What to work on:
1. From the leadership rankings passage, list the things today's most in-demand managers are expected to do, according to its key leadership insights.
2. Carry on the leadership rankings passage from its last line.

Excerpted passage:
Previous position: 1st

Persuasiveness and the ability to sway others were once top priorities. While still valued, this drop may reflect a reduced emphasis on top-down influence in favor of collaboration and trust-building.

Position
9 th

Striving

Previous position: 3rd

The relentless pursuit of achievement has taken a step back, possibly indicating a more balanced view of leadership, where supporting others is as important as personal ambition.

Position
14 th

Resilient

Previous position: 2nd

This drop is surprising, especially as stress management rises. It may suggest that emotional toughness is now viewed as less assessable, or that employers assume resilience as a baseline trait for leadership.

Key leadership insights:

Today’s most in-demand managers are no longer defined primarily by authority, speed, or personal ambition. Instead, they’re expected to listen well, stay composed, inspire confidence, and assert themselves when it matters, a mix of empathy, calm, and strength. 

This evolution reflects a broader organisational trend: prioritising trustworthy, emotionally intelligent leaders who can navigate complexity with clarity and care. 

Listening is leadership.

Material provided:
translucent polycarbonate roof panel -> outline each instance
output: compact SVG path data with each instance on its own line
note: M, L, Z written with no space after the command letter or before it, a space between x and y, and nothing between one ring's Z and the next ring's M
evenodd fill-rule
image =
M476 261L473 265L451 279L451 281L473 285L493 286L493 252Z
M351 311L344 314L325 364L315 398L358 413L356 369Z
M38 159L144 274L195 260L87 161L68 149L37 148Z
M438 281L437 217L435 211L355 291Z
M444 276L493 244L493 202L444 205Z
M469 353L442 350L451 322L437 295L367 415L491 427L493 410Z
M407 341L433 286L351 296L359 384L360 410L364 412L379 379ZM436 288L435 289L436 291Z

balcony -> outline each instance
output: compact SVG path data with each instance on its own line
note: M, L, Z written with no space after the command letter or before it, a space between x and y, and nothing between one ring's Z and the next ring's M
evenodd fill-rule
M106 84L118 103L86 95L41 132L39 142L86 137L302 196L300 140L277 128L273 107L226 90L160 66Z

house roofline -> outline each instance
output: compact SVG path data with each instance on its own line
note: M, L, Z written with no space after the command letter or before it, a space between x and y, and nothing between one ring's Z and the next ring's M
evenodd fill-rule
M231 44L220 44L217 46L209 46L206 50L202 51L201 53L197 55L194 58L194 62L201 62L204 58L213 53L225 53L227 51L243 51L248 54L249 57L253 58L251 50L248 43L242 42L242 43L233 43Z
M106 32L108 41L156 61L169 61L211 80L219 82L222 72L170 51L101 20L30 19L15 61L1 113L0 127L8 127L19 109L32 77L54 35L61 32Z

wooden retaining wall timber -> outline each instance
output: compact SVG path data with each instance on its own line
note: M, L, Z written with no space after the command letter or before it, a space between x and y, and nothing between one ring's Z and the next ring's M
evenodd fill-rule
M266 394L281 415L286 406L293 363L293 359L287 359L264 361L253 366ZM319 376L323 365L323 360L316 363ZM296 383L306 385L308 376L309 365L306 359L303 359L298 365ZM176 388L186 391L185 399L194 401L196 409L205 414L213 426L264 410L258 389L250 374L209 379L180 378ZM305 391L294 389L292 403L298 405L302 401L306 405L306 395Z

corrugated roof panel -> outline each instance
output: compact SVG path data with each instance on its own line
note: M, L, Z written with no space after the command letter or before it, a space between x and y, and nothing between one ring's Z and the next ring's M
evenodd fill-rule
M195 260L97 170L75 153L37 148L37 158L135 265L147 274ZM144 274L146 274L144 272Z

Replies:
1.
- Listen well
- Stay composed
- Inspire confidence
- Assert themselves when it matters

2.
Leaping to the number-one spot for managers, Listening has overtaken influence and decisiveness as the hallmark of effective leadership. The best leaders in 2025 aren’t the loudest, they’re the ones who make others feel heard, trusted, and understood.

The latest HIRE Report doesn’t just chart changes in trait rankings. It shows a deeper shift in what employers value as technology, uncertainty, and automation reshape how people work. Recruiters today are operating in a labour market that prizes steadiness over speed, balance over bravado, and human connection over technical precision.

Since AI tools became mainstream, a clear reordering of priorities has taken place. Traits like resilience, calm, stress management, and listening have risen sharply, while decisiveness and adaptability have slipped. On the surface, this looks like a move toward stability. But it also reflects a new understanding of what performance looks like when so much of daily work is supported, automated, or accelerated by machines.

AI hasn’t removed the need for human skill; it has clarified which ones matter most. As algorithms handle data-heavy or procedural tasks, employers are placing higher value on qualities that AI can’t reproduce — empathy, composure, and emotional reliability. Recruiters are now being asked to find candidates who not only perform but also stabilise those around them. In teams where digital systems handle the pace, it’s people’s emotional steadiness that keeps everything functional.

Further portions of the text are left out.